Data excerpts:
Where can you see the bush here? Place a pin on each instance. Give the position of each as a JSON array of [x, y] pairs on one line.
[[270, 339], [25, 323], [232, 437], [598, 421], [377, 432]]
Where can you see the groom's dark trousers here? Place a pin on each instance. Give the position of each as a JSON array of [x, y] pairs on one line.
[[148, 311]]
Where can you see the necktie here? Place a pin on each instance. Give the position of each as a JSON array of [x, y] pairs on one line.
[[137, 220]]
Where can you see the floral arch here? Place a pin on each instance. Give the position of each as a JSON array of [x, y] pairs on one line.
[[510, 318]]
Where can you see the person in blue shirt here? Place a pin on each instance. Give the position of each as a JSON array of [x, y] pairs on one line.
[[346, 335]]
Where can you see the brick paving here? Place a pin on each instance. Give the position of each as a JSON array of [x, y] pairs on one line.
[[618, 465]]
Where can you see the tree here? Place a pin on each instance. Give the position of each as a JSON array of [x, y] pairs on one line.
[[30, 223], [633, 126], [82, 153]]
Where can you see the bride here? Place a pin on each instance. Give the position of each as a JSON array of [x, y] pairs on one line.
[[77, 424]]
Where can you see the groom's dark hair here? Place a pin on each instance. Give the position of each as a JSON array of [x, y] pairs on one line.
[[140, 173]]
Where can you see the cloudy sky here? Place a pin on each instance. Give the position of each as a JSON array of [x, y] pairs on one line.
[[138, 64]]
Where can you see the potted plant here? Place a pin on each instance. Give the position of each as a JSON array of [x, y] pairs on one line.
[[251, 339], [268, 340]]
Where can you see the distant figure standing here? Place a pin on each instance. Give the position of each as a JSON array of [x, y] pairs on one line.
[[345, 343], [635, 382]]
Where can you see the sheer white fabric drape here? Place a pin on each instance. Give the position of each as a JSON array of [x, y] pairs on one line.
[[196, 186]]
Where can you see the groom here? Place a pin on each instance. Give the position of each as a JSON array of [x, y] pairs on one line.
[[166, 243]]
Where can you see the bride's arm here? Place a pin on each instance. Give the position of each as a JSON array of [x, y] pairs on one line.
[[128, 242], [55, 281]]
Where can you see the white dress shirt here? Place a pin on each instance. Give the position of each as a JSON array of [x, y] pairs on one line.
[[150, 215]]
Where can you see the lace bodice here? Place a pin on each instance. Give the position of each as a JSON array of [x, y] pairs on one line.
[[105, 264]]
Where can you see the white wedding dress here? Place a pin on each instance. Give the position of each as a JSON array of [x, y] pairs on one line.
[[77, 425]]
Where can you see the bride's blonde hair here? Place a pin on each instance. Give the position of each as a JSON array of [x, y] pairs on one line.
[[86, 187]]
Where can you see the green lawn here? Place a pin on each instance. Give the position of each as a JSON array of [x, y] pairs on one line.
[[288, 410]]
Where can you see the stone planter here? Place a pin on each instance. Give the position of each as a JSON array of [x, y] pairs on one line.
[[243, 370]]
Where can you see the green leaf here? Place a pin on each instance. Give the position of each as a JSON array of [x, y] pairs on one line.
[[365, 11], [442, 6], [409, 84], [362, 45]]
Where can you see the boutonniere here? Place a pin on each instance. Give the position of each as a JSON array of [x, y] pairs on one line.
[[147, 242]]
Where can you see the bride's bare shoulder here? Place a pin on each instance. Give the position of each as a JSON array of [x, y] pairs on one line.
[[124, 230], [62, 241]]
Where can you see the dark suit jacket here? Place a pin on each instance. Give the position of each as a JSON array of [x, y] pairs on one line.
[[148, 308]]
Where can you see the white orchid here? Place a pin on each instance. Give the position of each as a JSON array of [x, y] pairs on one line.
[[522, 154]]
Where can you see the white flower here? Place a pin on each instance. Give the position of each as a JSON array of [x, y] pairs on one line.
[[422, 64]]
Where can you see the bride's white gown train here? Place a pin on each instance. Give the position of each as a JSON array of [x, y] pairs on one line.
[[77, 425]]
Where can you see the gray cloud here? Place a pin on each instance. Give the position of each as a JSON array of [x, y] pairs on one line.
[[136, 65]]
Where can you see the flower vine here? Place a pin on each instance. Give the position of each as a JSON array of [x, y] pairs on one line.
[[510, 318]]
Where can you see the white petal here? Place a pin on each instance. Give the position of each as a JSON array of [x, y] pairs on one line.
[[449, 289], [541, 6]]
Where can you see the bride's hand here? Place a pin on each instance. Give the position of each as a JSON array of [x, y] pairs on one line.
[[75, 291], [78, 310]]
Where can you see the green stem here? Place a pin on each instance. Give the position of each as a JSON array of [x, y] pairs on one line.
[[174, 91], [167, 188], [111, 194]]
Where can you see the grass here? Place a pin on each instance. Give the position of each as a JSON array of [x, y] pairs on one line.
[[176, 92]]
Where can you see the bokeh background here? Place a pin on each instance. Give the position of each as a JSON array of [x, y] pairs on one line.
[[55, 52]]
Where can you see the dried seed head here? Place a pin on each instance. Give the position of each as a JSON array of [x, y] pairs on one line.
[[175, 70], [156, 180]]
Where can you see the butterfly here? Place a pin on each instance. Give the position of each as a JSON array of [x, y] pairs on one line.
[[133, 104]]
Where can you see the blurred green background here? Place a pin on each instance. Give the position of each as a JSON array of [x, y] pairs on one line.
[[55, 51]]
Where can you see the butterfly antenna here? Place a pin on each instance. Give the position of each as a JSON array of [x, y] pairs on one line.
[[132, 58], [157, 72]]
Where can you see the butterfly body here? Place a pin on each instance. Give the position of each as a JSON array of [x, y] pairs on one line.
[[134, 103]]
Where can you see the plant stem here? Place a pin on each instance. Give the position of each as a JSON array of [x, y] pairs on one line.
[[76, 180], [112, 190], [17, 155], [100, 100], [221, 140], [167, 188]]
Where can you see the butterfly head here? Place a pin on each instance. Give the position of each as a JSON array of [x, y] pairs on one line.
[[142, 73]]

Exercise:
The output should match the records above exactly, line for line.

Result:
Where can you see the bush here? Place a pin on each instance. Give the position of each as a JSON array of [x, y] pairs on one line.
[[270, 339], [25, 323], [232, 437], [598, 421], [377, 432]]
Where can you see the groom's dark trousers here? Place a pin on each instance. Give the position of each as a JSON array of [x, y] pairs on one line.
[[148, 311]]
Where can you see the necktie here? Place a pin on each instance. Give the position of each as a JSON array of [x, y] pairs on one line.
[[137, 220]]
Where can you see the floral arch here? Place a pin on each instance. Give the position of each as a JSON array of [x, y] pairs on one line.
[[510, 318]]
Where can you see the person in blue shirt here? Place a pin on each instance. Give the position of each as a JSON array of [x, y] pairs on one line.
[[346, 335]]
Where can you see the brick paving here? Place a pin on each instance. Give the position of each as a JSON array of [x, y] pairs on one line.
[[618, 465]]
Where can you see the tree here? Place a pin on each instance. Give the position of each as a JSON array of [x, y] pairs on one line.
[[30, 223], [633, 126], [82, 153]]
Where can you see the bride here? Place a pin on each instance. Give the position of each as a JSON array of [x, y] pairs on one line.
[[77, 424]]
Where can you see the groom's dark hair here? Place a pin on each instance. Give the position of each as a JSON array of [x, y] pairs on one line.
[[140, 173]]
Where can you see the cloudy sky here? Place a pin on each instance. Give the position of each as a JSON array of [x, y] pairs on one line.
[[138, 64]]
Where can you see the potted plant here? Place a pin on each instance. Give the position of each as a JSON array of [x, y] pairs on one line.
[[251, 339], [268, 340]]
Where can you see the distant figure standing here? Place a pin on each instance. Give the position of each as a JSON array of [x, y] pairs on one line.
[[345, 343], [635, 382]]
Where can you see the sheer white fabric drape here? Place a pin on each instance. Give the position of each as a JSON array of [x, y] pairs on one line.
[[196, 186]]
Where can you see the groom here? Place a pin on each instance. Give the position of each as a JSON array of [x, y] pairs on one line.
[[166, 243]]
Where can you see the bride's arm here? Place a pin on each instance. Give the position of each as a JSON array of [x, y] pairs on one line.
[[128, 242], [55, 281]]
Where can you see the white dress shirt here? Place a pin on each instance. Give the position of each as a JSON array of [x, y] pairs on one line.
[[150, 215]]
Where can you see the lace bodice here? Place a pin on each instance. Give the position of each as a JSON array of [x, y] pairs on one line.
[[105, 264]]
Where can you see the white wedding dress here? Place a pin on each instance. Give the position of each as a JSON array of [x, y] pairs on one line.
[[77, 425]]
Where can you see the bride's blonde hair here? Place a pin on each instance. Give the position of each as a JSON array of [x, y] pairs on one line.
[[86, 187]]
Where can you see the green lawn here? Place a pin on each instance. Give the position of each as a JSON array of [x, y] pairs on one line.
[[288, 410]]
Where can you see the stone planter here? Place a pin on each instance. Give the position of each as a JSON array of [x, y] pairs on one line.
[[243, 370]]
Where can you see the green leaf here? Place a pin on each instance. Give the position of each as a JSON array of [x, y] pairs on one line.
[[365, 11], [442, 6], [409, 84], [362, 45]]
Where can you see the boutonniere here? Place a pin on each instance. Give the position of each as a JSON array of [x, y] pairs on one line.
[[147, 242]]
Where can you see the bride's bare shoulder here? Place a pin on each instance. Give the position of each as a JSON array of [x, y] pairs on one line.
[[124, 230], [62, 241]]
Where can you see the dark suit jacket here? Place a pin on each instance. Give the position of each as a JSON array of [x, y] pairs on one line.
[[148, 308]]
Where can you see the white orchid here? Place a pin on each instance. Give the position of each as a JSON array of [x, y] pairs on one line.
[[522, 154]]
Where can you see the white flower here? Place a pin on each instance. Give the position of each as a JSON array of [x, y] pairs on one line.
[[422, 64]]
Where can you see the bride's white gown train here? Place a pin on each instance. Give the position of each as a JSON array of [x, y] pairs on one line.
[[77, 425]]
Where can you see the gray cloud here? Place a pin on each instance. Give the position of each as a JSON array of [x, y] pairs on one line.
[[136, 65]]
Where can you see the flower vine here? Place a pin on each instance. Give the position of each as a JSON array of [x, y] pairs on one line.
[[510, 318]]
Where can you see the white petal here? Place a pin on each instance. Give the position of each as a JSON array of [x, y] pairs on one line.
[[449, 289], [541, 6]]
Where can you see the bride's hand here? Place a pin on each instance. Give the position of each as a JSON array of [x, y] pairs on one line.
[[75, 291], [78, 310]]
Where can you see the green stem here? Place a pin on each instance. Give the position of each as a JSON array of [x, y] pairs on one line.
[[174, 91], [167, 188], [111, 194]]
Where can you see the grass here? Place a pin on each instance. Give the position of each as a JSON array of [x, y] pairs on one line.
[[176, 92]]
Where can you see the bokeh background here? Place a pin on each instance. Give the position of each as a JSON array of [x, y] pairs on one line.
[[55, 52]]
Where can you see the dried seed head here? Place a pin on each instance. Give the position of each as a JSON array of [x, y] pairs on one line.
[[175, 70], [156, 180]]
Where can you see the butterfly here? Place a pin on each instance. Give the position of each as a JSON array of [x, y] pairs on one line.
[[133, 104]]
Where can you see the blurred green background here? Place a pin on each instance. Give the position of each as a JSON array of [x, y] pairs on one line.
[[55, 51]]
Where can you see the butterfly antenna here? Place a pin on each instance. Give the position of each as a JSON array of [x, y] pairs on one line.
[[132, 58], [157, 72]]
Where can you see the butterfly body here? Place a pin on each instance. Give the position of each as a JSON array of [x, y] pairs on one line.
[[134, 103]]
Where can you see the plant stem here? Place a pin on each instance. Give the position of each as a JSON array of [x, y] pairs on one line.
[[76, 180], [112, 190], [17, 155], [100, 100], [221, 140], [167, 188]]
Where can you see the butterfly head here? Place a pin on each instance. Give the position of each as a JSON array of [x, y] pairs on one line.
[[142, 73]]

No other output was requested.